─── Text extract ───
Dismiss Notice
Join Physics Forums Today!
The friendliest, high quality science and math community on the planet! Everyone who loves science is here!

Bayesian probability question

  1. Dec 30, 2012 #1
    Hello,

    I am building a model that simulates the travel patterns of electric cars using a series of iterative conditional distributions. I have a dataset to build the pdfs.

    In one part of the model I generate a parking time from a conditional distribution.

    I create a parking time distribution for example given the time of day and location etc.

    I am using a Bayeisan approach because given certain condition sometimes no observations may be returned from the dataset because none were recorded so no distribution can be created and the simulation stops

    So first of all I assume a uniform Prior distribution.

    https://dl.dropbox.com/u/54057365/All/prior.JPG [Broken]

    Secondly I return the data in the database given the conditions and create the likelihood function.

    https://dl.dropbox.com/u/54057365/All/likelihood.JPG [Broken]

    Then I combine the prior distribution and posterior distribution to form the posterior distribution and I generate a value.
───
* _Challenge 1_
Present the rows from the line containing "Find the lamp" through the line containing "170 105 268 193", both included, as a numbered list with blank lines omitted.
─── Supplied data ───
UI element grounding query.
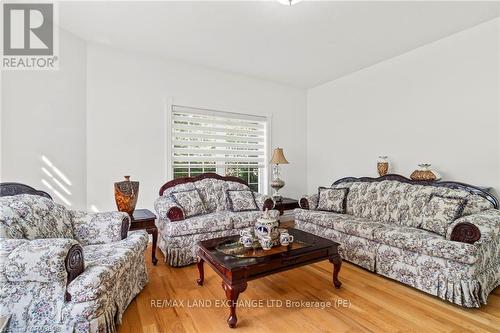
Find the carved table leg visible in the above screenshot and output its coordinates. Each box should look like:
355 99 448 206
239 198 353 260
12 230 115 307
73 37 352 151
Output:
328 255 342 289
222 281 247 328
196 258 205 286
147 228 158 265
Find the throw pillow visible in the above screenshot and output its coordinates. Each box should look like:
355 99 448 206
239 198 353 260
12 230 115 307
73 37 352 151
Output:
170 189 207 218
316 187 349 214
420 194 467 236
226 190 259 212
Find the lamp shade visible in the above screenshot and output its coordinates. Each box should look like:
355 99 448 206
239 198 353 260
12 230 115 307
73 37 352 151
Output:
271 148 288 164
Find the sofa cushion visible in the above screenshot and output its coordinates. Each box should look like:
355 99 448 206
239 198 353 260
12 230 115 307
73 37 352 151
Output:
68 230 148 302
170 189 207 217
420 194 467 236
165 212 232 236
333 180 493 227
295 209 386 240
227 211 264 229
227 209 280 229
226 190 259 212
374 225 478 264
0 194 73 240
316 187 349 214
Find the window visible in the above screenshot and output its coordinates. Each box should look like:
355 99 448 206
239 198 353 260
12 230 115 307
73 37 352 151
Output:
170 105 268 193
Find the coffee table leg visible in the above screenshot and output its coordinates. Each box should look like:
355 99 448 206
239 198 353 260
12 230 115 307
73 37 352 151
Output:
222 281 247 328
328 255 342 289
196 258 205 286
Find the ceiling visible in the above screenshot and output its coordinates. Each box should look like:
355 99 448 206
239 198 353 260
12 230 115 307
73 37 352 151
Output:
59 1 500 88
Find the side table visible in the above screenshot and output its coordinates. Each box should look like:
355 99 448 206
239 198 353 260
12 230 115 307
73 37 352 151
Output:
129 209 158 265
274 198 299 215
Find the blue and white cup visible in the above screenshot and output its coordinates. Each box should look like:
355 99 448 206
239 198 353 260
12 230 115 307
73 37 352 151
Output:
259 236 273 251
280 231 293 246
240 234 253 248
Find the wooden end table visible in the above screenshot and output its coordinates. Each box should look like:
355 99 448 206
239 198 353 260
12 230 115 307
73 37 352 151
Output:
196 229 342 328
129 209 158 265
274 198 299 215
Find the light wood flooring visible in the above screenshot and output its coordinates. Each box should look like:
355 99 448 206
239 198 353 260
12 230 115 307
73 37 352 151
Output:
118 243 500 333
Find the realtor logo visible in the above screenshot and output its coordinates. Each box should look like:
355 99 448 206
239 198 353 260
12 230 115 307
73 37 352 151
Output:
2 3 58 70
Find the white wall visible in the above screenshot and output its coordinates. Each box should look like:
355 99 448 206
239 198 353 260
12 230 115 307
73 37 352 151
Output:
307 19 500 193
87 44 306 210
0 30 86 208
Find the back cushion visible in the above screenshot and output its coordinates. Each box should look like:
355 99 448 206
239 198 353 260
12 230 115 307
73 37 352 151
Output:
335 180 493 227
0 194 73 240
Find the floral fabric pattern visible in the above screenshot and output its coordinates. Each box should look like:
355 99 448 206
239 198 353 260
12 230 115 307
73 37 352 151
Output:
───
─── Supplied data ───
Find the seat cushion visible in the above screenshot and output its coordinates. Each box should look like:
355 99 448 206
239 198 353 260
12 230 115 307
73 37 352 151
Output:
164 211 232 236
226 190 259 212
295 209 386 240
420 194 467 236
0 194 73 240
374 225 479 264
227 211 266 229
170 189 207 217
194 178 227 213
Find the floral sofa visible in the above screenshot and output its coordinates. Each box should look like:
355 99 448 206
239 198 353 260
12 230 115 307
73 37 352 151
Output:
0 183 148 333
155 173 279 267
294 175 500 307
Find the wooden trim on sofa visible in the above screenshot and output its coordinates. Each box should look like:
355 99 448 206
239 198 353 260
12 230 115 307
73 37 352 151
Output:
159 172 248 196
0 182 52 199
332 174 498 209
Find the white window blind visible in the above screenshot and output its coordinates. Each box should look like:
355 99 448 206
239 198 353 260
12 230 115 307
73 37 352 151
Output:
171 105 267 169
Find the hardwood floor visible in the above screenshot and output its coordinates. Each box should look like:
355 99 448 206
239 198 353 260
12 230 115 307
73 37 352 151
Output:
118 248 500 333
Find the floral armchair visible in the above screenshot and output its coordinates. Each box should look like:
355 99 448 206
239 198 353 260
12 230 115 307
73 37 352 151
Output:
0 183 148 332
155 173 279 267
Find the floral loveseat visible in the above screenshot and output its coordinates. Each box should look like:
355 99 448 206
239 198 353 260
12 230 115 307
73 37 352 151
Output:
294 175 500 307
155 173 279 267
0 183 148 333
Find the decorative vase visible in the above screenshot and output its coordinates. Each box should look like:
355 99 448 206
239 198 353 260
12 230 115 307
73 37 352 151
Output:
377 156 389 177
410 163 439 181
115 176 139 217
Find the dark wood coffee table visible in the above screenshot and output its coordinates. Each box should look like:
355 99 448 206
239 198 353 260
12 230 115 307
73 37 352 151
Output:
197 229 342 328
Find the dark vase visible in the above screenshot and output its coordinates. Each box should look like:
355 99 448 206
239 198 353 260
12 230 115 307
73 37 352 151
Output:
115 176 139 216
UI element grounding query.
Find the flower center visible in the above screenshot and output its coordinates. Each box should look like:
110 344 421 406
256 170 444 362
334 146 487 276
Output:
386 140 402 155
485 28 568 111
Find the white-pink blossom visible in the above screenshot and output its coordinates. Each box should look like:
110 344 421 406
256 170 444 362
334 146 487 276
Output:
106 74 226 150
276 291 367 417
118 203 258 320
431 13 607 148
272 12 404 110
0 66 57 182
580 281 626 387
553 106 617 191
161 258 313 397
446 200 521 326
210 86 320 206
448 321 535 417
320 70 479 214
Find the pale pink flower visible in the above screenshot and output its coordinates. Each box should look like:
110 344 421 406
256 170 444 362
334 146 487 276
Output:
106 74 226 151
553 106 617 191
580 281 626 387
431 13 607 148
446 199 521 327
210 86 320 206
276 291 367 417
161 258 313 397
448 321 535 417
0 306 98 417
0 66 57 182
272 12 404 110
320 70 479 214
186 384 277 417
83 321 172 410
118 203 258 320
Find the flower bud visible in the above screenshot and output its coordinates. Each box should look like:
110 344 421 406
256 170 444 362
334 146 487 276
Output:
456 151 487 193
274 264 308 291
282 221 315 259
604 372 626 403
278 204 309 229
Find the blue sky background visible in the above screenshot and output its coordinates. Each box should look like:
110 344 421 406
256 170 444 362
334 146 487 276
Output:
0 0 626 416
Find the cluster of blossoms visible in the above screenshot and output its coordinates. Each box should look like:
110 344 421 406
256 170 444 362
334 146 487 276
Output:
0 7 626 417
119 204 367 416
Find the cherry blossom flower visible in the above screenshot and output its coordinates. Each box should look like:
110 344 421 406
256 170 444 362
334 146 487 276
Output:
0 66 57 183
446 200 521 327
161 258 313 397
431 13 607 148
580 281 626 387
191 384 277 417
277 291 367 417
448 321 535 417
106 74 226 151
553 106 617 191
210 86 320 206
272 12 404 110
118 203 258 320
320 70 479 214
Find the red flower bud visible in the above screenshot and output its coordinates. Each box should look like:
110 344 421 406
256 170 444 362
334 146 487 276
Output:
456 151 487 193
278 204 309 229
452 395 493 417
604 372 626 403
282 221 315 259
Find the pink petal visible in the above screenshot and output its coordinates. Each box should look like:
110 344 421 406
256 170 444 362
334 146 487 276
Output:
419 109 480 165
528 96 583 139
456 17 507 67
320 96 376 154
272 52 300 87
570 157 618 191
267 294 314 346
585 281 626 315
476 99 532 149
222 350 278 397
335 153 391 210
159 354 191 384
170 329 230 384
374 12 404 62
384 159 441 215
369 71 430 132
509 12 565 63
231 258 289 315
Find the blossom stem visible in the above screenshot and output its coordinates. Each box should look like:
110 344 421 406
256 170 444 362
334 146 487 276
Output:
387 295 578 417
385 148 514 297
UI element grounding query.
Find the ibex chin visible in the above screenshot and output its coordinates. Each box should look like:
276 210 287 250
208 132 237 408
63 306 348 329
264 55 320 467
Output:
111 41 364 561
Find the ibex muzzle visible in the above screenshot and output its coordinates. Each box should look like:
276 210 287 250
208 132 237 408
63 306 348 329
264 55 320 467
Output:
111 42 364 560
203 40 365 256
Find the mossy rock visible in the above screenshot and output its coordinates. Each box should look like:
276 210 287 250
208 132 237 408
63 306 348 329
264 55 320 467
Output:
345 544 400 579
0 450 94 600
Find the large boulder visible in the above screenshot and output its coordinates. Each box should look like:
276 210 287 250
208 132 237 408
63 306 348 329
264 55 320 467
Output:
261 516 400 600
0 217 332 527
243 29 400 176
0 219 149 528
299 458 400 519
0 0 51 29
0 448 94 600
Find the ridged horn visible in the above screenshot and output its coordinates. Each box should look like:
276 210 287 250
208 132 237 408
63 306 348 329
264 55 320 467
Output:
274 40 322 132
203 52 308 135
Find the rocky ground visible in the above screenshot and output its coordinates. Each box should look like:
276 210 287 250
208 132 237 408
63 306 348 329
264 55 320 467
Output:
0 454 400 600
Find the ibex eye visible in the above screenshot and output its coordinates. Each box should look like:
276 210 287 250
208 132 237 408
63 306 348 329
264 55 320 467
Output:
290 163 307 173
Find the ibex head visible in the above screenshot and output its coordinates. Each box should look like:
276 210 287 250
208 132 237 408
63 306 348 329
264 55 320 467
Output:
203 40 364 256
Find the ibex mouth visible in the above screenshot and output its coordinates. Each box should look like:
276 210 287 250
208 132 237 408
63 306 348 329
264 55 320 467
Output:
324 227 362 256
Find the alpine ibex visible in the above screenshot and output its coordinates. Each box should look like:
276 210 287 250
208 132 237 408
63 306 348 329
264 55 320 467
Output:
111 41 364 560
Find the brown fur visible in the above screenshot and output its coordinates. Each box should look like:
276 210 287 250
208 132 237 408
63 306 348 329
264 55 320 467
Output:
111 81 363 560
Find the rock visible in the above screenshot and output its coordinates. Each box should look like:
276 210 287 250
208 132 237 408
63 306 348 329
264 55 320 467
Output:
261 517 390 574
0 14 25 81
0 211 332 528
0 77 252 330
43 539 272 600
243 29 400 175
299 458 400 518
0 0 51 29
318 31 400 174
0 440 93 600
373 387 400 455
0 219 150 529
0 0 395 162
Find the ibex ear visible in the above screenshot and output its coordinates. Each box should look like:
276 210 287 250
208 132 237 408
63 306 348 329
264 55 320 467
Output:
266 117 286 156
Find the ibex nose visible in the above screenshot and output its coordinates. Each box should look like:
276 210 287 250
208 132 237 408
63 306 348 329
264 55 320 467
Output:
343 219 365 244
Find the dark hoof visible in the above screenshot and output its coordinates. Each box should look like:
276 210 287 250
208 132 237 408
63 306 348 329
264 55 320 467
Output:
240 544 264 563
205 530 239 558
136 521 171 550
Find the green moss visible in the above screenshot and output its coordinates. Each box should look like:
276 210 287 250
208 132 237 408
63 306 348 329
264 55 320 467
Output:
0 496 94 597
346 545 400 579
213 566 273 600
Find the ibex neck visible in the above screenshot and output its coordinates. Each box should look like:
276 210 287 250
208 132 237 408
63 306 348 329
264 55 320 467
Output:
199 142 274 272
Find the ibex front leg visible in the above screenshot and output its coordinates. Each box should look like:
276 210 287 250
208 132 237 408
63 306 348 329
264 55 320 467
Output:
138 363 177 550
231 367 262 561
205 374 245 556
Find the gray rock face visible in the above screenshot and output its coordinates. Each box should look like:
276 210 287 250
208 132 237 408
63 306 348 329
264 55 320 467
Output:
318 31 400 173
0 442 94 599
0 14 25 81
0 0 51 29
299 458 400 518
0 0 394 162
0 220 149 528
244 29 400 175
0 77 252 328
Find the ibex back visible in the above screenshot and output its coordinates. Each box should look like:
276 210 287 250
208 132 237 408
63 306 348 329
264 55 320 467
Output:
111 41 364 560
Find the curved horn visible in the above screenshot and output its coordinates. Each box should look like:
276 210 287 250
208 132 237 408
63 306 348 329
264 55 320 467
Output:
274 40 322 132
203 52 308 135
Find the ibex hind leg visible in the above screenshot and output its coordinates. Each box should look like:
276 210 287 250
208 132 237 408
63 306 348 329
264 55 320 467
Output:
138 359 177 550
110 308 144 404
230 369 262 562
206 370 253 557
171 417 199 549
───
─── Supplied data ───
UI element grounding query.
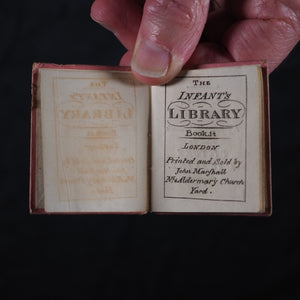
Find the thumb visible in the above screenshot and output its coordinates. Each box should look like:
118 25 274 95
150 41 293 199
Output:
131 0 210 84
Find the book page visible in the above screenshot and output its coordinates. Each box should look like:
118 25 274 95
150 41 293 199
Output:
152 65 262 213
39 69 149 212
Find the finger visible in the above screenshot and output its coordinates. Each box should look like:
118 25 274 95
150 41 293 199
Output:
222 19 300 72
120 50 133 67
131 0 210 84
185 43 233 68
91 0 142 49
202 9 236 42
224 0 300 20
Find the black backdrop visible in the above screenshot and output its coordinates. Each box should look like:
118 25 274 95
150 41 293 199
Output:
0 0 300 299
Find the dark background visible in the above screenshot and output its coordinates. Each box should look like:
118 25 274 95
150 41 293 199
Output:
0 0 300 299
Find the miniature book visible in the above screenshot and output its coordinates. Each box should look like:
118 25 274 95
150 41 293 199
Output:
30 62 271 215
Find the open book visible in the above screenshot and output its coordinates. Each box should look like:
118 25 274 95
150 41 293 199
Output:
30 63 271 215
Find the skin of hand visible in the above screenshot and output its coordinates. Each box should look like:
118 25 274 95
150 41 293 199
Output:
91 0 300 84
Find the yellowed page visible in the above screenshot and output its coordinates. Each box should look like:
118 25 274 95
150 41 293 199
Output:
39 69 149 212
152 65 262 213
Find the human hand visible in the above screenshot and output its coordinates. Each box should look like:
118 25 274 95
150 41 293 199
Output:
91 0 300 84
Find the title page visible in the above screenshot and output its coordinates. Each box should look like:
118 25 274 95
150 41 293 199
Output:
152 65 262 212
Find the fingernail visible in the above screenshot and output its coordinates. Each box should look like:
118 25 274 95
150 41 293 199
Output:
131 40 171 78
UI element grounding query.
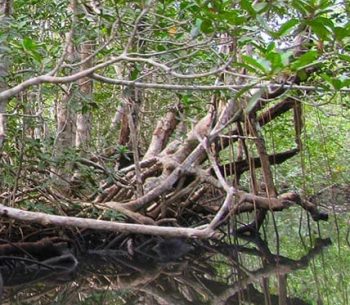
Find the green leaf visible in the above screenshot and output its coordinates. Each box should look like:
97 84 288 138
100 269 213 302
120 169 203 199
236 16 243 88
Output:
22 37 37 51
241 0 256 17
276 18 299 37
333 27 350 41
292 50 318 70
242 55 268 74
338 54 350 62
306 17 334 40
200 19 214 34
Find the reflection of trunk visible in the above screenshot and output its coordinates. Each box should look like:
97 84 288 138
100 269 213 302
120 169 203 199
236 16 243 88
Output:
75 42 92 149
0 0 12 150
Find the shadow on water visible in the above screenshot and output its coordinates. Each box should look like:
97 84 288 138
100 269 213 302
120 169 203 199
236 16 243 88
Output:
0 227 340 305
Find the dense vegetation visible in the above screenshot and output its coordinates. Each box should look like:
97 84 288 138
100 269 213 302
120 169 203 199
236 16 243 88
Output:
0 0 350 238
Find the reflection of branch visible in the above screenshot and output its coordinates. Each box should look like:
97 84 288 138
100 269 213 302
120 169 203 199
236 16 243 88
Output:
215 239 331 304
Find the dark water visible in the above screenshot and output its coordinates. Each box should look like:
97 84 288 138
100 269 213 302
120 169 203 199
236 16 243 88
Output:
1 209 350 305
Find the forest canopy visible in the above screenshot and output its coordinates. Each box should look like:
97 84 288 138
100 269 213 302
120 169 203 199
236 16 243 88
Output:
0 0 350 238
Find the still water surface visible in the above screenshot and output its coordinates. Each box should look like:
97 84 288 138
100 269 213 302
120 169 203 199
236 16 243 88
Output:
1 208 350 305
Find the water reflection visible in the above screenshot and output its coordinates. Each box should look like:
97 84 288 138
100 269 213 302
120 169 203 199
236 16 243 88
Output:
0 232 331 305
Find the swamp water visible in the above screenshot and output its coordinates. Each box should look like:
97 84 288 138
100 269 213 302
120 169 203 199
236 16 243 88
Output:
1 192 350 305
───
* _Challenge 2_
Extend the forum post on the Bayesian parking-time model beyond its final sentence.

* _Exercise response 1_
1. Find the lamp shade visible in the above screenshot and output its coordinates. Each box should look like:
2. 355 99 448 206
3. 239 198 353 260
4. 12 230 115 307
5. 73 37 352 151
6. Output:
7. 271 148 288 164
8. Find the sofa cushion visible in the above screenshot and output its coordinates. Each box should look like:
9. 355 99 448 206
10. 239 198 353 260
11. 12 230 115 307
12. 73 37 352 151
13. Output:
14. 68 230 148 302
15. 170 189 207 217
16. 420 194 467 236
17. 165 212 232 236
18. 333 180 493 227
19. 295 209 386 240
20. 227 211 264 229
21. 227 209 280 229
22. 226 190 259 212
23. 374 225 478 264
24. 0 194 73 240
25. 316 187 349 214
26. Find the window visible in the above screenshot and output its coordinates. Each box should look like:
27. 355 99 448 206
28. 239 198 353 260
29. 12 230 115 307
30. 73 37 352 151
31. Output:
32. 170 105 268 193

* _Exercise response 2_
    https://dl.dropbox.com/u/54057365/All/posterior.JPG [Broken]

    My question is as follows, whenever no observations are returned the likelihoods is 0 so the posterior distribution is flat like prior distribution.

    Instead of using a uniform prior I want to use an informed prior.

    I have set the all the hyperparamters of the bins to 1 in the prior distribution but can I assign the hyper parameters according to some distribution instead?

    How would I do this?

    Thanks
     
    Last edited by a moderator: May 6, 2017
  2. jcsd
  3. Dec 30, 2012 #2

    Stephen Tashi

    User Avatar
    Science Advisor

    Distribution of what? In a Bayesian approach, you begin with a prior distribution for the parameters of another distribution. If you assume a uniform distribution of parking times, then I don't see how this a distribution for parameters of another distribution.

    What you need is a model where parking times are distributed according to some family of distributions ( an exponential family, for example) and each distribution in the family is defined by a particular value of some parameters. (It's simplest to use as few parameters as possible. For example, an exponential distribution is defined by one parameter lambda.) Then you assume a prior distribution for the parameters.

    The only way I can make sense of your work is that you assume parking times come from a family of distributions and that each distribution in the family is defined by about 300 parameters lambda1, lambda2,.... , lambda300, where lambdaN gives the probability for parking for exactly N minutes.

    You can't assume these parameters are jointly and independently uniformly distributed over the interval [0,1] since the parameters are probabilities then they must add to 1. You can assume they are jointly uniformly distributed subject to the condition that they add to 1.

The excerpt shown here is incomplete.